Segment Start: Provided data
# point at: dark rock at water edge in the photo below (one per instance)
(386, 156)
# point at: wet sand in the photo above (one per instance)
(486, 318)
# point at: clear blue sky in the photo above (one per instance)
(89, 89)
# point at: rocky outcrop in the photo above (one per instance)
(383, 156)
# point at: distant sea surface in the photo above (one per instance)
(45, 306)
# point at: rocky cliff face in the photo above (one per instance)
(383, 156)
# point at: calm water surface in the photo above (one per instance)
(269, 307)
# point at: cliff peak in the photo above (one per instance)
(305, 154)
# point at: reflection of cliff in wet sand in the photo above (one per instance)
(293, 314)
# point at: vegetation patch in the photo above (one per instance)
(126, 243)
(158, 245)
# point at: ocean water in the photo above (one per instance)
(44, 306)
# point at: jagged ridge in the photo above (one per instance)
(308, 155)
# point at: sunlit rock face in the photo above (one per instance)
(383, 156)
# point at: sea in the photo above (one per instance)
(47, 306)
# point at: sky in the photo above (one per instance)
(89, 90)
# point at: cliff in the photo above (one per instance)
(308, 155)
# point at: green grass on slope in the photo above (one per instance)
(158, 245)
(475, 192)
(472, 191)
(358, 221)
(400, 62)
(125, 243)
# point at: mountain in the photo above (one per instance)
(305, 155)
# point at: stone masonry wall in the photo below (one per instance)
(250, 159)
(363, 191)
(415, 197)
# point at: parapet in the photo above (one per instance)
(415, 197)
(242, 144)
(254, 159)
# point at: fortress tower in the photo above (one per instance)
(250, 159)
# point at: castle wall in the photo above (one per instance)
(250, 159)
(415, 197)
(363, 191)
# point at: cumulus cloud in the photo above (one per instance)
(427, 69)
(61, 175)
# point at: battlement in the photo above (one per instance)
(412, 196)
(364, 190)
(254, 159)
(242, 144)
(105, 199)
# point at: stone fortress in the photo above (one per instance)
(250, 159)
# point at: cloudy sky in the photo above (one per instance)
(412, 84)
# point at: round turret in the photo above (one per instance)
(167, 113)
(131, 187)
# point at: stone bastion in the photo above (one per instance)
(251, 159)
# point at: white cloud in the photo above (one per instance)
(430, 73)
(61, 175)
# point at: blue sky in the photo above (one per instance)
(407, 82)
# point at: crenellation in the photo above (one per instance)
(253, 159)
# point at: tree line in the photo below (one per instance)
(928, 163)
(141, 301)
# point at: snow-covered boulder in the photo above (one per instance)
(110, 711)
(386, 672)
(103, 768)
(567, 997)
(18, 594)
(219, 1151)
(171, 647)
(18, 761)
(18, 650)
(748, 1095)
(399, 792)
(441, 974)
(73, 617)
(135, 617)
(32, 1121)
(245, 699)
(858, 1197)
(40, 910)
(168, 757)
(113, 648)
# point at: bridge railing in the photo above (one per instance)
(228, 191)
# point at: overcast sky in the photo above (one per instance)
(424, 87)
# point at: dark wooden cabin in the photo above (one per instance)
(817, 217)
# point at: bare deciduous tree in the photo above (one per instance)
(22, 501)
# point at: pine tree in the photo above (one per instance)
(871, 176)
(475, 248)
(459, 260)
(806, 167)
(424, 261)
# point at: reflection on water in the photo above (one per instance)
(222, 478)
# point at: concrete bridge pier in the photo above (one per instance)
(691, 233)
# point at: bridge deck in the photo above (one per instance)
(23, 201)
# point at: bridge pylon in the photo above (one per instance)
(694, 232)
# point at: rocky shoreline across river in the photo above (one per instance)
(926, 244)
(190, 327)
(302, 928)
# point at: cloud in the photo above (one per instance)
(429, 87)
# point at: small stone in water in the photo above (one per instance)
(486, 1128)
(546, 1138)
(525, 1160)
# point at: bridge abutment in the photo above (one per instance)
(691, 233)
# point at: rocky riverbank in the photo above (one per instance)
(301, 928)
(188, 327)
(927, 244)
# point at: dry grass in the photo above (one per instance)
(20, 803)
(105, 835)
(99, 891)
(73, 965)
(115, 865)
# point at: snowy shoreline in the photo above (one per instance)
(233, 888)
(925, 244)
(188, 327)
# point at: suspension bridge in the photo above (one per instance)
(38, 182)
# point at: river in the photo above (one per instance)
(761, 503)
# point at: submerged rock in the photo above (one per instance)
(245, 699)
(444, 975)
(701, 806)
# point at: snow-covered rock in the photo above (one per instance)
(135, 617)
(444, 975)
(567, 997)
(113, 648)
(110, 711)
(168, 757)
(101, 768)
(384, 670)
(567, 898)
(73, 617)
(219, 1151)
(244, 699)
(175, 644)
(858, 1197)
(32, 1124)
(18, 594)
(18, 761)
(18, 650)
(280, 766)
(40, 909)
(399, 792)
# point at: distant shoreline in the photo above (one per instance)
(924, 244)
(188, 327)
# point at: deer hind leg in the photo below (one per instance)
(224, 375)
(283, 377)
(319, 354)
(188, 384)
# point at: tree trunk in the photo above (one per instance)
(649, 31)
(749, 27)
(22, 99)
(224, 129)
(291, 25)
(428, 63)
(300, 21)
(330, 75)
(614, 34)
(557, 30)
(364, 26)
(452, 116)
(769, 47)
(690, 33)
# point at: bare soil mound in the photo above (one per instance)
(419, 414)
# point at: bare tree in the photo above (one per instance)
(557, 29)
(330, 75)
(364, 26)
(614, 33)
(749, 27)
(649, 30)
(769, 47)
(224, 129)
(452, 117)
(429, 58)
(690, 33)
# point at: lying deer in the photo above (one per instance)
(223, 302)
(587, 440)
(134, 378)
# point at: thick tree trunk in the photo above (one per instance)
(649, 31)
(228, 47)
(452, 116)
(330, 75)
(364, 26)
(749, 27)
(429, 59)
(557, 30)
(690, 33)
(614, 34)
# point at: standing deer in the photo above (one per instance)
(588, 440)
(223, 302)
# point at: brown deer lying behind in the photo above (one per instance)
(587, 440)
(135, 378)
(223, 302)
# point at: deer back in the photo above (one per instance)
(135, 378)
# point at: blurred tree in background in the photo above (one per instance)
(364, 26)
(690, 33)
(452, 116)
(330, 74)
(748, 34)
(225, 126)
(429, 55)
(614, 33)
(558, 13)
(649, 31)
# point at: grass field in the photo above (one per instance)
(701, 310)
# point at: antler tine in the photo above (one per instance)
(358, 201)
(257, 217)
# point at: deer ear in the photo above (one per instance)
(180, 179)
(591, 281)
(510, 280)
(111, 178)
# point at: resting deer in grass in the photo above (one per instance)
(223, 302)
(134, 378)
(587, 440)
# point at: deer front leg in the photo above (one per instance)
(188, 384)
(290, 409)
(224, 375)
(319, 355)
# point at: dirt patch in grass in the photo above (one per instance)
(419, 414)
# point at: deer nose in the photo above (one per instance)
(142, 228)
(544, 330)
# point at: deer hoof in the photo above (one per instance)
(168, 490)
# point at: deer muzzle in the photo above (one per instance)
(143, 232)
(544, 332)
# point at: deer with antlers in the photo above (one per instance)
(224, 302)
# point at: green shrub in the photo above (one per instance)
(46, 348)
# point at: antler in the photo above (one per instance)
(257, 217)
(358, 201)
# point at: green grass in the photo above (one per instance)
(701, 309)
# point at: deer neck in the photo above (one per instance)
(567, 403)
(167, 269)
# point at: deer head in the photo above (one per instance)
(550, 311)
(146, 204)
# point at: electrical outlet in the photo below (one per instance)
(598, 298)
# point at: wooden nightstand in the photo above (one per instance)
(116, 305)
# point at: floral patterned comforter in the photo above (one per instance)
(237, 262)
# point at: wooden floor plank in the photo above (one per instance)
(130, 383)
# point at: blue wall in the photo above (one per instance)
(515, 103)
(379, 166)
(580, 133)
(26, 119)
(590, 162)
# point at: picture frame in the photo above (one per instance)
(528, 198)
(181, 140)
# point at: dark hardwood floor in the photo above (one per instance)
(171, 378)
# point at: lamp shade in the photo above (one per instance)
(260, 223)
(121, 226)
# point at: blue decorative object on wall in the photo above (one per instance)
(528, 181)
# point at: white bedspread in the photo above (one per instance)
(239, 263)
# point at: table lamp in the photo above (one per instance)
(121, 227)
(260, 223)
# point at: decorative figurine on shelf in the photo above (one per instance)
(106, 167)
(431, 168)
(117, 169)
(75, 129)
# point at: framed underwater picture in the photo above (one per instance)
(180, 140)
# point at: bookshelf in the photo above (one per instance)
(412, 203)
Segment End: Provided data
-- Task to carry out --
Beginning with the line containing "# point at: framed", repeat each line of the listing above, exactly, through the last one, and stop there.

-- Response --
# point at: framed underwater picture in the photo above (one per instance)
(180, 140)
# point at: bookshelf in the photo above (one per instance)
(412, 203)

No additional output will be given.